- **EXERCISE GOAL**:
Reproduce the records below exactly as they appear, omitting any pictures they contain.

- **PROVIDED ENTRIES**:

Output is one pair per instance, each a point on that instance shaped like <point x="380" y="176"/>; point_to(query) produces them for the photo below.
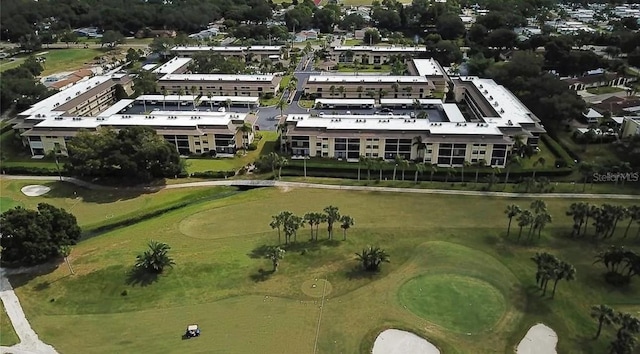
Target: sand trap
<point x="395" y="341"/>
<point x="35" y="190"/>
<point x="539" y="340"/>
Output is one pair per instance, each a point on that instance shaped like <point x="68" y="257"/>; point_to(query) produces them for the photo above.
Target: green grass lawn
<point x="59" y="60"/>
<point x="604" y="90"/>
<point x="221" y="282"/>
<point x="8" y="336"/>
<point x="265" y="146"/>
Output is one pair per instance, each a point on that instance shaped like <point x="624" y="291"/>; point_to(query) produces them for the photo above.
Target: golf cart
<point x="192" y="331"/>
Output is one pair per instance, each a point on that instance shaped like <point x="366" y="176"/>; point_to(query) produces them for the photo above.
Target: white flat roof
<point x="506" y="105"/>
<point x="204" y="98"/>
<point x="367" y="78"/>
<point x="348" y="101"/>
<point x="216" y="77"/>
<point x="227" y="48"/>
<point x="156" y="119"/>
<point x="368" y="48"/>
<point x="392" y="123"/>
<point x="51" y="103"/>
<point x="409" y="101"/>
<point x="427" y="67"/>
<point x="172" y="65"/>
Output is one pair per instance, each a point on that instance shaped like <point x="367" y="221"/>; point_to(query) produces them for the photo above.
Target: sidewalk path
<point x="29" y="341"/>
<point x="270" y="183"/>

- **THE SOLUTION**:
Output is one pair per instance, each a point on that instance shaped like <point x="380" y="176"/>; point_to(query) produces them for the photo below.
Target: sand trap
<point x="395" y="341"/>
<point x="35" y="190"/>
<point x="539" y="340"/>
Output is one pair per instance, each a point on that instance shaped like <point x="68" y="257"/>; point_to(query) produces them for the photo above.
Target: green grass lawn
<point x="59" y="60"/>
<point x="604" y="90"/>
<point x="221" y="282"/>
<point x="8" y="336"/>
<point x="265" y="146"/>
Output is one pair per instance, each a point on that instance shaped like <point x="624" y="291"/>; point_to(query) produces them for the photo above.
Target: golf cart
<point x="192" y="331"/>
Output is one pair per instance, each a point on that instance shaped like <point x="366" y="176"/>; point_to(query) produces them for the photo above.
Target: white flat roof
<point x="506" y="105"/>
<point x="204" y="98"/>
<point x="367" y="78"/>
<point x="348" y="101"/>
<point x="216" y="77"/>
<point x="227" y="48"/>
<point x="156" y="119"/>
<point x="368" y="48"/>
<point x="392" y="123"/>
<point x="51" y="103"/>
<point x="409" y="101"/>
<point x="427" y="67"/>
<point x="172" y="65"/>
Output is one pair per instance, each a point on that instance shaped like <point x="367" y="221"/>; point_to(query) produces them for the photo above.
Target: sidewalk path
<point x="29" y="341"/>
<point x="270" y="183"/>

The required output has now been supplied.